***** Records for the task

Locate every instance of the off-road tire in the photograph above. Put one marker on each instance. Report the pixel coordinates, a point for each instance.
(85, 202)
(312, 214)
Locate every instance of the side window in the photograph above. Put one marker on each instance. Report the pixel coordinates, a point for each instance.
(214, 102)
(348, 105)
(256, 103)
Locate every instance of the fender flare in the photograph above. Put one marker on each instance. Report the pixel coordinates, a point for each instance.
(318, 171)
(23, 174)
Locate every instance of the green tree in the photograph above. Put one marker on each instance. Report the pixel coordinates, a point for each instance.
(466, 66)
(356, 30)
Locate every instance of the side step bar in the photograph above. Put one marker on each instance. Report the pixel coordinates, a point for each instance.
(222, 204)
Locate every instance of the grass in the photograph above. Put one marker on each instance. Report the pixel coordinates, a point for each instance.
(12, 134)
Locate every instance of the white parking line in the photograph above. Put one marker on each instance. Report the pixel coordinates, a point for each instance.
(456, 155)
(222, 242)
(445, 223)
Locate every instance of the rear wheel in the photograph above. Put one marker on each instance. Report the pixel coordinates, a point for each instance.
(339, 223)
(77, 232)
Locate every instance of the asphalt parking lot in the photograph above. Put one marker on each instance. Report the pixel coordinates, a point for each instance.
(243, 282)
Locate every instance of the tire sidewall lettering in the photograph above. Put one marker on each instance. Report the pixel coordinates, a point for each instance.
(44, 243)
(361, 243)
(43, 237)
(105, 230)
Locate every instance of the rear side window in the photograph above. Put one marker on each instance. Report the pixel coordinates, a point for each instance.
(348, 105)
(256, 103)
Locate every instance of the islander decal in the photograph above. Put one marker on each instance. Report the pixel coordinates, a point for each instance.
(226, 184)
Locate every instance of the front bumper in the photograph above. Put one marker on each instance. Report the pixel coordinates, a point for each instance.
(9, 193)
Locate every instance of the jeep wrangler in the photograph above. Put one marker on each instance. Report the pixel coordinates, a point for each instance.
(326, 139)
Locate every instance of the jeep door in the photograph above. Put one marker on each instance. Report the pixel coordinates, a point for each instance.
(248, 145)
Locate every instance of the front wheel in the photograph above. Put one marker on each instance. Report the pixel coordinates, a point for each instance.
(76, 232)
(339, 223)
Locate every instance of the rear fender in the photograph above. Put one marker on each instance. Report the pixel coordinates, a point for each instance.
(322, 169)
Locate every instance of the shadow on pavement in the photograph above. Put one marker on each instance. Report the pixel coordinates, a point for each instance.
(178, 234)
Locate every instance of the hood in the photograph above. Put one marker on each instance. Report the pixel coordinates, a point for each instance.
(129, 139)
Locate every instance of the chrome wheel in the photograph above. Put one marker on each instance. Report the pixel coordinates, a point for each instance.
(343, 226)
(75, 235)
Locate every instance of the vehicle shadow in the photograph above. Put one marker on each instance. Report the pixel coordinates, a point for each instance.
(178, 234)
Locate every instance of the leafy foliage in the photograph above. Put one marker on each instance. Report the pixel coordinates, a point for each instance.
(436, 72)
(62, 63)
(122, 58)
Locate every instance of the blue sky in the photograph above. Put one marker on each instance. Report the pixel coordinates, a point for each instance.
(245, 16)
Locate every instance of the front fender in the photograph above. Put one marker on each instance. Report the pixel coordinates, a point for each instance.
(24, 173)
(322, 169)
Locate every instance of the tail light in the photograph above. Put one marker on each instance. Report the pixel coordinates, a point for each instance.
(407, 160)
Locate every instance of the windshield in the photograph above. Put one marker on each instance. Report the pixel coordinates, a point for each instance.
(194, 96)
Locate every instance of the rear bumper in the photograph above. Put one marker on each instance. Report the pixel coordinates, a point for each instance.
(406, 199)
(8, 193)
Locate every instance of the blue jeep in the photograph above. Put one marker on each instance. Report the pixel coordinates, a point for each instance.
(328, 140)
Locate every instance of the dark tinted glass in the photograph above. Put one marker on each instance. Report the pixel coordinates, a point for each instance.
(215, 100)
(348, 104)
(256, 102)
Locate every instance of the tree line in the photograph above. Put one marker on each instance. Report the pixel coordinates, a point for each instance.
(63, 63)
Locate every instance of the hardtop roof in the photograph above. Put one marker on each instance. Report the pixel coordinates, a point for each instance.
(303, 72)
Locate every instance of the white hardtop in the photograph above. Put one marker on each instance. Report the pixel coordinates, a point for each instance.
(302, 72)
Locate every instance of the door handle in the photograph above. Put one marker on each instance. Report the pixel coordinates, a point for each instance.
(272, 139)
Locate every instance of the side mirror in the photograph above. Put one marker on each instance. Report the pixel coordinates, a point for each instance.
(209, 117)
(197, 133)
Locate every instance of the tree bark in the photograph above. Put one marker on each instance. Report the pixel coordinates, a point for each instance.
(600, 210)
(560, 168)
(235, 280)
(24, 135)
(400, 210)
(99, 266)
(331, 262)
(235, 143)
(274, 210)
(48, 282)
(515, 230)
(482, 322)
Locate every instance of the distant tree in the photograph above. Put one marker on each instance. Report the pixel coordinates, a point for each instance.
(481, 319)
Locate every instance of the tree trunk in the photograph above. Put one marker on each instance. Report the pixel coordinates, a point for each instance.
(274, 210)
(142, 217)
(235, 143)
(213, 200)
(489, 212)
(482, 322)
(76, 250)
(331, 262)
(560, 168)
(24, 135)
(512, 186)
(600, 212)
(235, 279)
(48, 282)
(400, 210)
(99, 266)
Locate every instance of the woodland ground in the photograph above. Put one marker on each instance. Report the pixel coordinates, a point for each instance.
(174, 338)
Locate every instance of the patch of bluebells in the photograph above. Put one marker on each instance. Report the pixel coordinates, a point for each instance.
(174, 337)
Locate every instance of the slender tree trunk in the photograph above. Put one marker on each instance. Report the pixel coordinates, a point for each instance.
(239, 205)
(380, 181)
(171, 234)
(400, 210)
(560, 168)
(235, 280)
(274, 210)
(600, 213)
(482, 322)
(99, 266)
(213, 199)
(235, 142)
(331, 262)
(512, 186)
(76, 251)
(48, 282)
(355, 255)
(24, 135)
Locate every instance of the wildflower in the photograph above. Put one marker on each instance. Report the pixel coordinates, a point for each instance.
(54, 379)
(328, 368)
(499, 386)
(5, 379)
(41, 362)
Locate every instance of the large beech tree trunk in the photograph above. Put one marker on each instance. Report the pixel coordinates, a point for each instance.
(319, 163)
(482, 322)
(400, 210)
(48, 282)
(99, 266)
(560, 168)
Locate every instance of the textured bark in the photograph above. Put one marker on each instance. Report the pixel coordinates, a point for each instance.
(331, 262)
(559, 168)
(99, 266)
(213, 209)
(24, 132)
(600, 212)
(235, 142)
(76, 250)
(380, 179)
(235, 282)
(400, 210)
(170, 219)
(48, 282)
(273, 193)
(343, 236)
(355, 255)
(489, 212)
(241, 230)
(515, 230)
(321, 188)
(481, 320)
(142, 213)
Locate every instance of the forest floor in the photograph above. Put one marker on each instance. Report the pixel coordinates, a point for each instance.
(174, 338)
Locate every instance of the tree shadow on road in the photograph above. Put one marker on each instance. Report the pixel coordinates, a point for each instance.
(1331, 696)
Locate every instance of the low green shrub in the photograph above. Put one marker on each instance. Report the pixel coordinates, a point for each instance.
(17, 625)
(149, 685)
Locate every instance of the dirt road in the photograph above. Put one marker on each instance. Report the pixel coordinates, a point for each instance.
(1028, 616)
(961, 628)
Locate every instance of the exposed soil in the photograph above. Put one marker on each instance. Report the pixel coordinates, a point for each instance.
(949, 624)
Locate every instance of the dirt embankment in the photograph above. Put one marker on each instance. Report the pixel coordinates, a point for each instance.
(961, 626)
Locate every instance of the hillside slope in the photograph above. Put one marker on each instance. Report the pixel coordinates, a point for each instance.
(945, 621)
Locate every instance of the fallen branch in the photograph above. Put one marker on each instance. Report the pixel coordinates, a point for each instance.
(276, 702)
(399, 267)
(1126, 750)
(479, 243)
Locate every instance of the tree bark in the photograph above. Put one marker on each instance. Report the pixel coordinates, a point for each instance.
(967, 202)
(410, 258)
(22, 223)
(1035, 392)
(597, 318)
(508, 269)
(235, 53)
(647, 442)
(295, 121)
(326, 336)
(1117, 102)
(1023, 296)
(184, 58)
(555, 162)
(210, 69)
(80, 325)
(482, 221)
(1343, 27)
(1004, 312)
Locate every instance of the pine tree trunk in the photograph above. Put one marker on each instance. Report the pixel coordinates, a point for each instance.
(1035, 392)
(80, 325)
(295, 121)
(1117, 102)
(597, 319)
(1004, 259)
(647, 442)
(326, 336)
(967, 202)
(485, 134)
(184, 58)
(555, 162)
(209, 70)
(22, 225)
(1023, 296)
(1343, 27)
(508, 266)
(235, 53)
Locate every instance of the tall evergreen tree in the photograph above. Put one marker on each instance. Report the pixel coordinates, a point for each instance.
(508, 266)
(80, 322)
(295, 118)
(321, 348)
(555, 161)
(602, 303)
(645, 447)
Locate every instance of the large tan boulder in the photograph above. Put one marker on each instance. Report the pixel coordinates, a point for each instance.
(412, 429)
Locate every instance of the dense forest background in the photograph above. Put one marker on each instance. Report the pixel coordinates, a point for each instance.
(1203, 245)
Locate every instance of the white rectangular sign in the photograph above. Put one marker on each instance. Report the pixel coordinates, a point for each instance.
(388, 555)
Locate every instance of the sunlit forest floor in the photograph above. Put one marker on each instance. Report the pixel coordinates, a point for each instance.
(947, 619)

**********

-- Task directions --
An exact copy of the line containing "Locate every instance of the white rectangular" and all lines after it, through the last line of the entries, is the required answer.

-- Response box --
Locate every instance of the white rectangular sign in the photograph above. Put one marker on each instance. Report the pixel coordinates, a point for each instance.
(388, 555)
Locate every instance of the sunlit forest floor in the photograph above. Put one marker on each instance. Report the pixel coordinates, a point for each instance.
(947, 619)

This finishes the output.